> _Supplied passage_

********************

Content for TR 26.928 Word version: 18.0.0

0… 4… 4.1.2… 4.2… 4.3… 4.4… 4.5… 4.6… 4.6.7 4.7… 4.9… 5… 6… 7… 8 A… A.4… A.7… A.10… A.13 A.14 A.15 A.16 A.17 A.18…

A.13 Use Case 12: 360-degree conference meeting
...

A.13 Use Case 12: 360-degree conference meeting p. 102

Use Case Description: 360-degree conference meeting
In this 360-degree conferencing use case three co-workers (Eilean, Ben and John) are having a virtual stand-up giving a weekly update of their ongoing work. Ben is dialing into the VR conference from work with a VR headset and a powerful desktop PC. Eilean is working from home and dialing in with a VR headset attached to a VR capable laptop with a depth camera. John is traveling abroad and dialing in with a mobile phone used as VR HMD and a bluetooth connected depth camera for capture. Thus, each user is captured with an RGB+Depth camera. Figure A.13-1: example image of a photo-realistic 360-degree communication experience (⇒ copy of original 3GPP image) In virtual reality all 3 of them are sitting together around a round table (See Figure A.13-1). The background of the virtual environment is a prerecorded 360-degree image or video making it seem they are in their normal office environment. Each user sees the remote participants as photo realistic representations blended into the virtual office environment (in 2D). Optionally, a presentation or video can be displayed on the middle of the table or on a shared screen somewhere in the environment. AR alteration: A possible AR alteration to this use case can be that Ben and Eilean are sitting in a real meeting room at work using AR headsets, while John is attending remotely using a mobile as VR HMD. John is then blended as an overlay into the real environment of Ben and Eilean, rather then a virtual office.

********************

> _Input records_
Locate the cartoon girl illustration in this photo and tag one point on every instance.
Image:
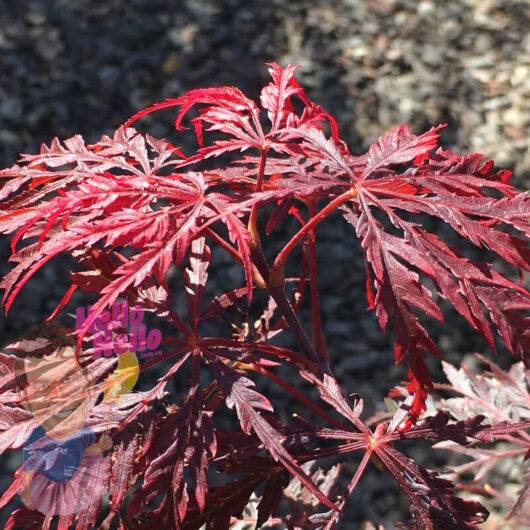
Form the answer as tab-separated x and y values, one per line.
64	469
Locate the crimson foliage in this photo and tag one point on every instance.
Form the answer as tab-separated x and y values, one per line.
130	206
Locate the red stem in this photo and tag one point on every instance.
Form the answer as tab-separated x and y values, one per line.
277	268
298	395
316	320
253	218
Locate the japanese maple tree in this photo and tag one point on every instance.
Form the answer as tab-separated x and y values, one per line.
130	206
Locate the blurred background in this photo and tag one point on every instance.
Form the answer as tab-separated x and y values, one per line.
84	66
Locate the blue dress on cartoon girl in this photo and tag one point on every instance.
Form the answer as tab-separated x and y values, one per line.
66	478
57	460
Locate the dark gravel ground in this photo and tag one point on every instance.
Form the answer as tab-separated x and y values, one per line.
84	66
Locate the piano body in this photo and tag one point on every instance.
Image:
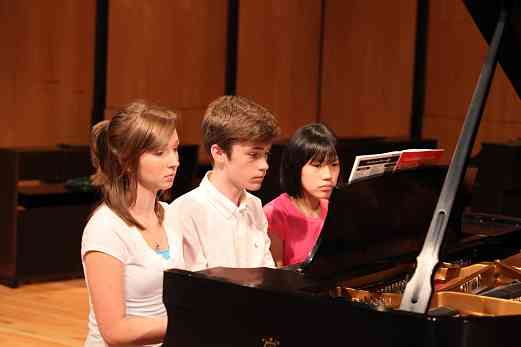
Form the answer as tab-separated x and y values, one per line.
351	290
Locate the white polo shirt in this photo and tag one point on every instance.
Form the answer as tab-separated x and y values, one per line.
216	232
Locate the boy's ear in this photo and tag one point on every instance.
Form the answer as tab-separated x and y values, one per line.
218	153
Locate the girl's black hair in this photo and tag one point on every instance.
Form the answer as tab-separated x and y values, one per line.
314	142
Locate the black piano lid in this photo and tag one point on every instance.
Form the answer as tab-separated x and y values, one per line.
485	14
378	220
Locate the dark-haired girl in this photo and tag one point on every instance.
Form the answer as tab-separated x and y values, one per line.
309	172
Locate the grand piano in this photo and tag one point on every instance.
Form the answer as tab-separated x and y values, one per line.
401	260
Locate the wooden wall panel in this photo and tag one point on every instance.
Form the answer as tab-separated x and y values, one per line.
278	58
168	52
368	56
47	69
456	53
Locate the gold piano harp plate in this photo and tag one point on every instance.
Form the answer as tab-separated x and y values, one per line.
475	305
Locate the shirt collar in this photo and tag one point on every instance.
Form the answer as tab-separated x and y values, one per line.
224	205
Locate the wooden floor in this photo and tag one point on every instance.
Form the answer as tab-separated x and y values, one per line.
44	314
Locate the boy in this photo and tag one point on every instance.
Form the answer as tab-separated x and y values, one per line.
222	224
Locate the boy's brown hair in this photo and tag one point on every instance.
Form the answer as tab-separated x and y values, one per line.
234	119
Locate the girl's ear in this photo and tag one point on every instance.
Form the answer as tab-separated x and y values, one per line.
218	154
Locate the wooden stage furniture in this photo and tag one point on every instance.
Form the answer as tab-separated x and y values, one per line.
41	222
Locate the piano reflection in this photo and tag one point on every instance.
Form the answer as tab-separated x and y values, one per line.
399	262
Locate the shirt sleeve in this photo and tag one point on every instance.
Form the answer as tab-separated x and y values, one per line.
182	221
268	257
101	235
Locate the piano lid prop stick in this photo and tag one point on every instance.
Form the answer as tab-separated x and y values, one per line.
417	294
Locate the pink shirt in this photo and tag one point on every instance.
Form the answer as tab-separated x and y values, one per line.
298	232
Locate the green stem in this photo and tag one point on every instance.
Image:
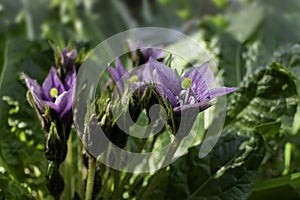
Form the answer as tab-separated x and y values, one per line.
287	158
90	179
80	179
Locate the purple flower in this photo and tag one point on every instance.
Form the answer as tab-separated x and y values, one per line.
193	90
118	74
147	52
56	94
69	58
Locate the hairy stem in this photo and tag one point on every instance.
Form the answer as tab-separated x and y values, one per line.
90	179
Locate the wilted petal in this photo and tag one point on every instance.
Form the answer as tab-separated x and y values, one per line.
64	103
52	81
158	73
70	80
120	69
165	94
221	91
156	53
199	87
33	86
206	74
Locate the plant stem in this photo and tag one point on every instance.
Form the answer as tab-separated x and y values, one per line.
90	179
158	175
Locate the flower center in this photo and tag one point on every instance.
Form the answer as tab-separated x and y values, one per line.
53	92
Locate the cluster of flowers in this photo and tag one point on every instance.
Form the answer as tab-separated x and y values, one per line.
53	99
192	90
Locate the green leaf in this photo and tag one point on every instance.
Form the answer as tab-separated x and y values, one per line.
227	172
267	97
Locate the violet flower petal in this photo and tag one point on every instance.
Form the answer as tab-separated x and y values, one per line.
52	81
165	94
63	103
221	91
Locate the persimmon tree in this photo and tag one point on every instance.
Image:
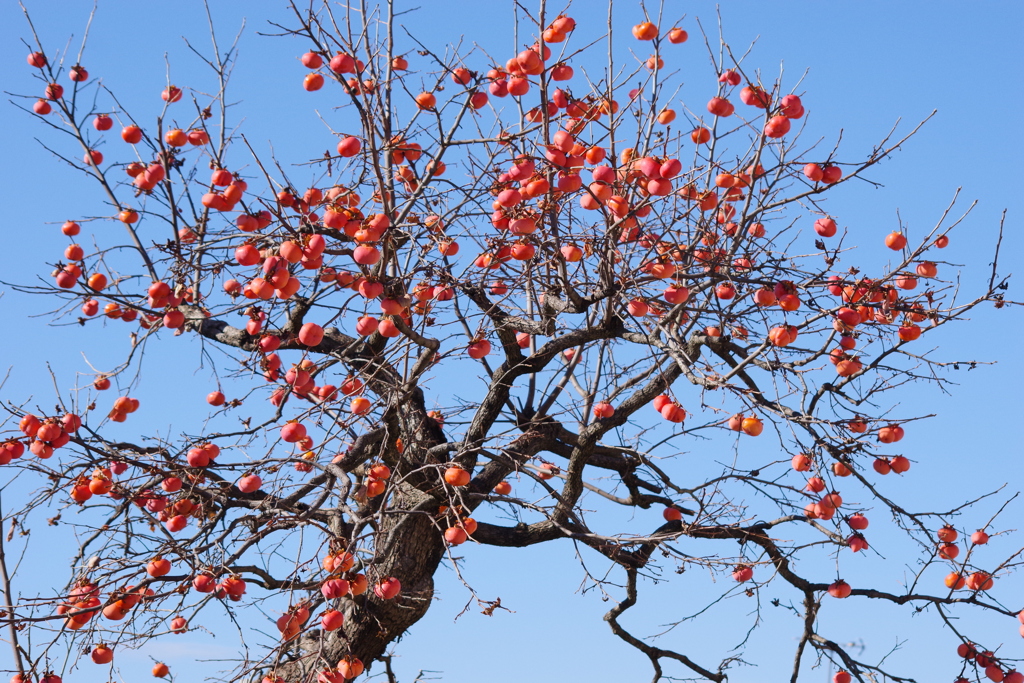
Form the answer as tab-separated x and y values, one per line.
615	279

********************

> _Required task 1_
Answer these from the 360-degree conference use case:
(a) What equipment does Ben use to dial in, and from where?
(b) What serves as the background of the virtual environment?
(c) In the AR alteration, how does John attend the meeting?
> _Required task 2_
Count the lines of the records that contain the string "tree", treating case as significant. Reply with the number alone.
The text and the records have no connection to each other.

> _Finished answer 1_
(a) He dials in from work with a VR headset and a powerful desktop PC.
(b) A prerecorded 360-degree image or video.
(c) He attends remotely, using a mobile as VR HMD.

> _Finished answer 2_
2